(Exercise directions)
Restate, word for word, each record that follows.

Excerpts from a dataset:
================================

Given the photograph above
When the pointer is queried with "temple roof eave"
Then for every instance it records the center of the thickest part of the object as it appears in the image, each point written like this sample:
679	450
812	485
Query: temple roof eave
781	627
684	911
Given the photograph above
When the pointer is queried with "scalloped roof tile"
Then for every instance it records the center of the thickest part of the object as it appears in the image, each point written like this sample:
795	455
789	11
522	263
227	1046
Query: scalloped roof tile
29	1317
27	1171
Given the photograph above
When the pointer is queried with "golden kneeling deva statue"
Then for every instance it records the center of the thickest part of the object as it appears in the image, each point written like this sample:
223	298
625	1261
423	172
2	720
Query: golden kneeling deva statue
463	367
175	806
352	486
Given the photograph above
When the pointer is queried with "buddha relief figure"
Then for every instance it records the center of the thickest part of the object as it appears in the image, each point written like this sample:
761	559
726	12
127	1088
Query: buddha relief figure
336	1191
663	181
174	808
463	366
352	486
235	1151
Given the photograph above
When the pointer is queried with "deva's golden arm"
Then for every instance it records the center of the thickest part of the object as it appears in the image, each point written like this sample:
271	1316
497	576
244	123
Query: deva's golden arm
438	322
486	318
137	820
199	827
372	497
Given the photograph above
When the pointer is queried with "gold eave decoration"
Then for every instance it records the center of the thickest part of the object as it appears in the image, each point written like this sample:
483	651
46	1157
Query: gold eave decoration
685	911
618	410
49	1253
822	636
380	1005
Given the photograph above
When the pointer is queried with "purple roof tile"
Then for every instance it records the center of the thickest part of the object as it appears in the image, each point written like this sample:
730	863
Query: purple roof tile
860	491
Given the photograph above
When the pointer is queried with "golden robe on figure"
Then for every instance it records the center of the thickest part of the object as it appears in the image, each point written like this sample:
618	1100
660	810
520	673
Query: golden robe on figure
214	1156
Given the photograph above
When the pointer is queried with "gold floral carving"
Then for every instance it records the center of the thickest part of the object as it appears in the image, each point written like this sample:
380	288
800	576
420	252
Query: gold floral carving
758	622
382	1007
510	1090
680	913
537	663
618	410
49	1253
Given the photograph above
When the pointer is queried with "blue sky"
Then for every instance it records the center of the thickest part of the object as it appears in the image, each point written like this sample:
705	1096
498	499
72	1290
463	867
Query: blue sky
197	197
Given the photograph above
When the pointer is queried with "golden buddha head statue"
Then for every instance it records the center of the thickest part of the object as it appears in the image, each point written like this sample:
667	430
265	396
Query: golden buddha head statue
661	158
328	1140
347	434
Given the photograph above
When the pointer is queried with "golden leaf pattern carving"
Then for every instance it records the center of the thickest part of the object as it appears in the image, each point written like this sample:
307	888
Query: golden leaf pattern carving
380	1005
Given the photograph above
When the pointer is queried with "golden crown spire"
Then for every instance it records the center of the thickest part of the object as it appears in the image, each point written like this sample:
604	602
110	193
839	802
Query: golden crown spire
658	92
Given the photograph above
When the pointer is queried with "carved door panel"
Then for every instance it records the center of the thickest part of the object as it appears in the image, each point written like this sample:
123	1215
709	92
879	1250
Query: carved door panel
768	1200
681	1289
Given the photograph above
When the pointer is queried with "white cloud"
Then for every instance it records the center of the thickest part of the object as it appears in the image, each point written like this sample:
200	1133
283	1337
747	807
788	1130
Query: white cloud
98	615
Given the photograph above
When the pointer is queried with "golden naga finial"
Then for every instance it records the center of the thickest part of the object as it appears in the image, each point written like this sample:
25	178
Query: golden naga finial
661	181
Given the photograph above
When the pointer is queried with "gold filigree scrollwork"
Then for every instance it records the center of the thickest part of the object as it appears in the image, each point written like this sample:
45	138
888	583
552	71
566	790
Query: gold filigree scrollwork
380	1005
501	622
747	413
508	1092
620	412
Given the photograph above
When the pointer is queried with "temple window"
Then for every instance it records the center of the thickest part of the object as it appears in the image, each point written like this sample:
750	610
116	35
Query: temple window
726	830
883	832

================================

(Task answer)
Given the photograph above
When the pointer is queried with "temple roof eave"
Then for every instance it records the center of the thickest part of the object as it appears in the image, each point written like this sample:
679	450
812	485
Query: temple roof eave
781	627
684	911
Given the photograph above
When the pointer is queried with "scalloped roof tile"
Then for every instance it records the center of the thickest part of the object as it appears in the image, each point written like this sample:
795	455
789	11
522	263
227	1046
Query: scalloped roof tile
29	1317
27	1171
Given the photograph above
When the pointer is queried with "golden kneeling deva statue"
Then for every instance it records the center of the thickest part of the object as it appears in the image, each point written like this sample:
223	298
625	1261
423	172
2	720
Query: golden kneeling deva statue
463	367
175	806
352	486
Given the photograph above
When the pointer is queried with "buddha relief figure"
Then for every instance it records the center of the thickest part of the object as it appears in the image, each point written like this sample:
761	559
726	12
127	1088
Query: buddha relief figure
336	1191
663	181
174	808
463	366
352	486
235	1151
Given the photograph above
When the pointer is queried with "deva's golden arm"
Then for every instance it records the center of the thickest part of the object as it appears in the image, each point written like this sample:
271	1316
497	576
244	123
Query: deva's golden arm
438	322
486	318
137	820
199	827
372	497
Given the photograph above
When the pointer is queried with "gold eave decoration"
Then for every instance it records the center of the thickest part of the object as it appears in the image, each point written like this sample:
483	651
46	1157
Query: gold eave decoration
685	911
618	410
49	1253
822	636
380	1005
Given the photograph above
When the pointer is queried with "purple roof tile"
Then for every instance it records the center of the thickest part of the object as it appears in the image, each point written like this sample:
730	863
Query: purple roof tile
860	491
Given the photograph above
When the pointer is queried with "golden robe on figure"
Then for every instance it records the center of the thickest part of the object as it appears in the image, each point written like this sample:
618	1100
660	810
520	673
Query: golden robe on figure
214	1156
Given the photograph above
When the pointer is queried with "gold floral carving"
Then for every instance it records the center of the thickest part of the object as it appears in the image, each point written like this sample:
380	288
800	576
420	252
Query: gold floral carving
758	622
382	1007
510	1090
680	913
537	663
618	410
49	1253
Given the photograph above
When the pointer is queried with "blue sky"
Then for every instance it records the center of the thickest part of the object as it appears in the image, each point written like this sample:
705	1096
498	499
72	1290
463	867
Query: blue sky
197	197
Given the photograph above
When the pointer is queried with "golden buddha head statue"
Then for every instance it records the center of the thickest part of the object as it appears in the image, each point written like this sample:
667	430
265	396
Query: golden buddha head statue
661	158
328	1140
347	434
Given the photograph above
When the pointer is queried with "golden leaf pattern carving"
Then for every instance it records the center of the thickest part of the object as it appears in the image, each point written like this sample:
307	888
Query: golden leaf pattern carving
380	1005
Given the photograph above
When the pointer is queried with "golden crown spire"
Then for every instance it records the center of the thickest part of the object as it appears in the image, each point written like this sample:
604	602
110	193
839	802
Query: golden crown spire
658	92
Given the photograph above
When the pointer is queried with "carved door panel"
Then for every instance it records the center of the thickest part of the object as it appears in the image, each point written like this sample:
123	1215
709	92
879	1250
Query: carved door panel
768	1200
681	1289
Given the photograph above
When the pointer is queried with "white cloud"
Then for every instance it records the center of the thickest part of the object as it appears in the image, each point written like this sample:
200	1133
283	1337
747	807
788	1130
Query: white cloud
98	615
Given the photograph above
When the pointer is queried with "golden naga finial"
Then for every instance it records the center of the thickest part of the object as it appears in the image, each point written like this sample:
25	178
Query: golden naga finial
661	181
Given the photograph above
When the pointer is queried with "gold filigree scrollwork"
Then for every instance it records the center of the thickest part of the object as it appears in the image, each point written like this sample:
45	138
888	583
552	71
566	790
Query: gold filigree scrollwork
380	1005
501	622
747	413
508	1092
620	412
Given the photograph above
When the pointer is queried with "temple window"
Then for every instance it records the center of the thickest part of the object as it appears in the image, each point written like this sample:
750	610
116	35
Query: temple window
726	830
883	832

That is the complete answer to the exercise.